* [Given request] Render the material below as a JSON list of strings, one string per line and no blank lines, starting with the line containing "the electrical outlet." and going on through the line containing "[443,307,469,423]".

* [Supplied material]
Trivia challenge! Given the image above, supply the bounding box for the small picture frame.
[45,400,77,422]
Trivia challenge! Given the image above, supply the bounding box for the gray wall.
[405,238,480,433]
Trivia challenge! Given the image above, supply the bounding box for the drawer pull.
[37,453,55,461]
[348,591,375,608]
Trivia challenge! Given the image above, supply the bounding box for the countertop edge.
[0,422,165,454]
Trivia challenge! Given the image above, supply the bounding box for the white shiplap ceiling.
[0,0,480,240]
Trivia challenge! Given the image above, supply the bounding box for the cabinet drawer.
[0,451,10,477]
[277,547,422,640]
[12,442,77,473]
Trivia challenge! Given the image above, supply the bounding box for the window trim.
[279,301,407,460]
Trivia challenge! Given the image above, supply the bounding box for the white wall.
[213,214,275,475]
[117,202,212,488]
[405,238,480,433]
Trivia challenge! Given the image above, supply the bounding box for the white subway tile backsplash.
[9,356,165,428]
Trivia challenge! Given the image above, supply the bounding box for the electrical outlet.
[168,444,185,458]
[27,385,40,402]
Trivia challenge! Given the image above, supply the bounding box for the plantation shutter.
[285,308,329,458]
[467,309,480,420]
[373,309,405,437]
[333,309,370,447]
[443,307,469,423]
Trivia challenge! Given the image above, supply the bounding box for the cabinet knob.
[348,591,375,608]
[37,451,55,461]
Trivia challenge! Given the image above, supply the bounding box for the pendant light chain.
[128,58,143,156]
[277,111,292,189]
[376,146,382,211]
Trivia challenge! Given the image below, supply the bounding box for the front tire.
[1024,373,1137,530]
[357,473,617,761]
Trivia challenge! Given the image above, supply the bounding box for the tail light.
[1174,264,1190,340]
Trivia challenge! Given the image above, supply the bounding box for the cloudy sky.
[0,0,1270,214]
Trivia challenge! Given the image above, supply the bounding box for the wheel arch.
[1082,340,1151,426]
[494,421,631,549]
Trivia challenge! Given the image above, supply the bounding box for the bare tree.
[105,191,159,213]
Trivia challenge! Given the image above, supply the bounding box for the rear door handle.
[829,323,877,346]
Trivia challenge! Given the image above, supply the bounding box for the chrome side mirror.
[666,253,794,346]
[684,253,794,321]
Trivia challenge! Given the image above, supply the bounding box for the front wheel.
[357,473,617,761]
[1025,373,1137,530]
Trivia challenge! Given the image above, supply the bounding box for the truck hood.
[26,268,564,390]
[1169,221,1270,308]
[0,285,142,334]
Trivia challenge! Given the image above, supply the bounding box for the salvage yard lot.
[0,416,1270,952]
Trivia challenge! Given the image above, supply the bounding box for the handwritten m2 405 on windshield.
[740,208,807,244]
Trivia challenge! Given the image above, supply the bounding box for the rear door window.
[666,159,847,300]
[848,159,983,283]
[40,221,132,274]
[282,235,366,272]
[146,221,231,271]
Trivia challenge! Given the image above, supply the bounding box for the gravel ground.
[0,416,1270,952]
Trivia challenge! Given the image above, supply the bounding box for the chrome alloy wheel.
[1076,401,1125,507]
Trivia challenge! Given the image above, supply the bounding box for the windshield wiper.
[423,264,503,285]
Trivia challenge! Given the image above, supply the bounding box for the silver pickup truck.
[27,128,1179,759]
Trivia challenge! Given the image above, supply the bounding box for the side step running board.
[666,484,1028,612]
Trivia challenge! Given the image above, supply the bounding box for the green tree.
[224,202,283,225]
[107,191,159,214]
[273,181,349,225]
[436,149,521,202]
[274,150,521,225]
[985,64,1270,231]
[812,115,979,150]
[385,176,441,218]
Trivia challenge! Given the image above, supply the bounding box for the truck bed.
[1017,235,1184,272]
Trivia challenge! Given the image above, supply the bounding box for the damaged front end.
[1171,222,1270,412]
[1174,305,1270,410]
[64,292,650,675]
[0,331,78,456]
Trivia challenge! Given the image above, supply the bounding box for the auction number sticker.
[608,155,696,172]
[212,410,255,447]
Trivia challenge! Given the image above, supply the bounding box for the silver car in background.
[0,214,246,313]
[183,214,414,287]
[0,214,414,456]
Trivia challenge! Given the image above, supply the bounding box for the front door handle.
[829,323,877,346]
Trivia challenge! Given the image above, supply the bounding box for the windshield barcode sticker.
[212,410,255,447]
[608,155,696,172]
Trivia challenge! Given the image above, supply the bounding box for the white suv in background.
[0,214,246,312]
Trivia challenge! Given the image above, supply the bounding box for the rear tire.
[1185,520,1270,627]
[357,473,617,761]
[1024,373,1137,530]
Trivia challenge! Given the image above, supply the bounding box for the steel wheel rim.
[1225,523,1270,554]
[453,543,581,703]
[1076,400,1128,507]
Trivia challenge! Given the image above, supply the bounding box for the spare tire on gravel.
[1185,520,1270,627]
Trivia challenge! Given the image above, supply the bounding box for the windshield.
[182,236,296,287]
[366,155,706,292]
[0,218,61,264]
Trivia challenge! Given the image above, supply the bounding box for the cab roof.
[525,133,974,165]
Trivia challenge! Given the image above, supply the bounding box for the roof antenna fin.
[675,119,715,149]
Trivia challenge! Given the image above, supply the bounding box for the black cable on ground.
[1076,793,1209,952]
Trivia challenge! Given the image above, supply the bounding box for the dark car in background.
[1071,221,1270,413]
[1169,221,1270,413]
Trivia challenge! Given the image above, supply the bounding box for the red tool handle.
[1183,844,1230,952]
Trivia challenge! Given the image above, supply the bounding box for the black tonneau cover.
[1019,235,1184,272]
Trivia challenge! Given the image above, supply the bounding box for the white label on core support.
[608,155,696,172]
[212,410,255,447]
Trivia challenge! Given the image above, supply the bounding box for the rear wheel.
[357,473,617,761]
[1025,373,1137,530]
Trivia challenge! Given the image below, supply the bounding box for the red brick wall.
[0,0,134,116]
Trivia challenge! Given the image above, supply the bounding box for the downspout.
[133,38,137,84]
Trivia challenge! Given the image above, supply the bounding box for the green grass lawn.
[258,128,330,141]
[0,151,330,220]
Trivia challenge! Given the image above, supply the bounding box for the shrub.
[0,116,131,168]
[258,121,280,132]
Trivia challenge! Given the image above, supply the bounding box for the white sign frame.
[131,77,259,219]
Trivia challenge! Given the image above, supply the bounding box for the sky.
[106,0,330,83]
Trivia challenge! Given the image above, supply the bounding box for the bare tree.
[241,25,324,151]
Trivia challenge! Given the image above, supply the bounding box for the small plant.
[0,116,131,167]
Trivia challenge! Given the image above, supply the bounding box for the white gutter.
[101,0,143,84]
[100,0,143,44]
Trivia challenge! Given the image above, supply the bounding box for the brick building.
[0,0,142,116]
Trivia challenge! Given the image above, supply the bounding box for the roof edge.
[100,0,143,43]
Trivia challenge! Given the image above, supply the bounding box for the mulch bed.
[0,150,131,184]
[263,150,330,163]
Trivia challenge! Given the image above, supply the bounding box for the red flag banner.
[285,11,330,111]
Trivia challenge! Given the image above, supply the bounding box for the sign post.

* [Reply]
[
  "Trivia challenge! Given the image above, supply the bounding box for the electrical outlet.",
  "[168,444,185,458]",
  "[27,385,40,402]",
  "Trivia challenge! Given the image above, supply the bounding box for the plantation shutter.",
  "[285,308,329,458]",
  "[467,309,480,420]",
  "[373,309,405,437]",
  "[333,309,370,447]",
  "[443,307,469,423]"
]